(Dataset items)
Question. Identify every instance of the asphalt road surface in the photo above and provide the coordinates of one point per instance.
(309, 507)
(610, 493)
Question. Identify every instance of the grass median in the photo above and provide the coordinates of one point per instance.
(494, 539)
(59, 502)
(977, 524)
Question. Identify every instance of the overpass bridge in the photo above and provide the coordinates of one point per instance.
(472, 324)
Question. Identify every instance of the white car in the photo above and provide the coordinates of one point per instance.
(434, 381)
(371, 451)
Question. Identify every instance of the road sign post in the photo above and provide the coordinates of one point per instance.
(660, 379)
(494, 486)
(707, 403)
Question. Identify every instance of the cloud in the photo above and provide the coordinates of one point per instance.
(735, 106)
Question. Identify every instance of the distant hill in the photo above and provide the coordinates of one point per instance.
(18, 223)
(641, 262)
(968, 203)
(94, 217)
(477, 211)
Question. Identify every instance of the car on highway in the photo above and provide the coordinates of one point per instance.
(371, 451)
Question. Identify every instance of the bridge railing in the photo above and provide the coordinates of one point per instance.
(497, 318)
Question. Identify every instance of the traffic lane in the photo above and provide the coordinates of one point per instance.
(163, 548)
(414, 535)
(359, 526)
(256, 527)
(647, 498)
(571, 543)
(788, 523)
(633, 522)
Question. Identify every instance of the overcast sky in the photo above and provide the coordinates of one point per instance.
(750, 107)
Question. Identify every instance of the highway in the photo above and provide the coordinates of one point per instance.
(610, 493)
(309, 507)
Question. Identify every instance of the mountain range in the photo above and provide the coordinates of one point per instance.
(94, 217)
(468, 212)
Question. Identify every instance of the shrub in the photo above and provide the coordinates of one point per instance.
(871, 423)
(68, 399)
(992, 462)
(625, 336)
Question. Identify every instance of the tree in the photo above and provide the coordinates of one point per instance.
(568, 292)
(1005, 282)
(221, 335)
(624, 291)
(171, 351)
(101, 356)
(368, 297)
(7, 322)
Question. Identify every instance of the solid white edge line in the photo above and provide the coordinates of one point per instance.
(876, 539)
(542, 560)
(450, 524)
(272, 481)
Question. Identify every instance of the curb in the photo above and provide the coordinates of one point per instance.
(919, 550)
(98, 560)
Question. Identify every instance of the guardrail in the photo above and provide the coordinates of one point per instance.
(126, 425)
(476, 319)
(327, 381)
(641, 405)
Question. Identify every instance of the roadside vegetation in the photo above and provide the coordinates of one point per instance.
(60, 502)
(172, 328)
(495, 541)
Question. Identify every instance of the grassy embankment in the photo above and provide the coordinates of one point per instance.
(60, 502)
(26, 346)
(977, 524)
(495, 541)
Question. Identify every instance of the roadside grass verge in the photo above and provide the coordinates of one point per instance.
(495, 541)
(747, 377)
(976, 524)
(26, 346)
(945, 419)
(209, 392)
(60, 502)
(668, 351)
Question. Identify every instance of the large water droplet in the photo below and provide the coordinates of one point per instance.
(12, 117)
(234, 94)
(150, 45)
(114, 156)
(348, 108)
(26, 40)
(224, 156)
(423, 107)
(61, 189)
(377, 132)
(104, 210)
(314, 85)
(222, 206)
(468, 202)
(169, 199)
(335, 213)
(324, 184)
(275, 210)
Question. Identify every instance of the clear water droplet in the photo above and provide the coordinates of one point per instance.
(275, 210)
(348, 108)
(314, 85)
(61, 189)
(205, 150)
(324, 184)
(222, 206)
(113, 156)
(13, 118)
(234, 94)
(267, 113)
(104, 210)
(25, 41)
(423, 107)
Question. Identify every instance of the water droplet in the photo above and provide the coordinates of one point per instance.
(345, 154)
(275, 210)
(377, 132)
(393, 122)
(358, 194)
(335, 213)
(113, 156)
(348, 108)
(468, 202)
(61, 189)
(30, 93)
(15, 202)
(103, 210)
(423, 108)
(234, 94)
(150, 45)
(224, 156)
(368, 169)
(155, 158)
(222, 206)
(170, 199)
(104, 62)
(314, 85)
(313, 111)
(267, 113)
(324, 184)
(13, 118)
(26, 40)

● SET TASK
Write out again, unchanged, every line from the line containing "Question. Identify every instance of the roadside grass" to the final line of the material above.

● FINISHED TASK
Question. Identify every instance of the roadside grass verge in the photo above and provide the coordinates of one point per instance.
(495, 541)
(747, 377)
(976, 524)
(26, 346)
(945, 419)
(209, 392)
(60, 502)
(668, 351)
Question. Identify every instance of the large water droplet in the photo below and provide the coordinates of one point per instance.
(12, 117)
(234, 94)
(150, 45)
(114, 156)
(348, 108)
(26, 40)
(224, 156)
(423, 107)
(61, 189)
(377, 132)
(104, 210)
(314, 85)
(222, 206)
(468, 202)
(169, 199)
(335, 213)
(324, 184)
(275, 210)
Question. Identify every instance of the clear water droplet in the photo above and provide the coordinates of one point per instance.
(275, 210)
(348, 108)
(314, 85)
(61, 189)
(205, 150)
(324, 184)
(222, 206)
(113, 156)
(13, 118)
(234, 94)
(267, 113)
(104, 210)
(25, 41)
(423, 107)
Question. Identify every instance of the water droplet in the photo above and provide the coordinates of one point per instance.
(345, 154)
(275, 210)
(377, 132)
(393, 122)
(358, 194)
(335, 213)
(113, 156)
(348, 108)
(468, 202)
(61, 189)
(30, 93)
(15, 202)
(103, 210)
(423, 108)
(234, 94)
(150, 45)
(224, 156)
(368, 169)
(155, 158)
(222, 206)
(170, 199)
(104, 62)
(314, 85)
(313, 111)
(267, 113)
(324, 184)
(13, 118)
(26, 40)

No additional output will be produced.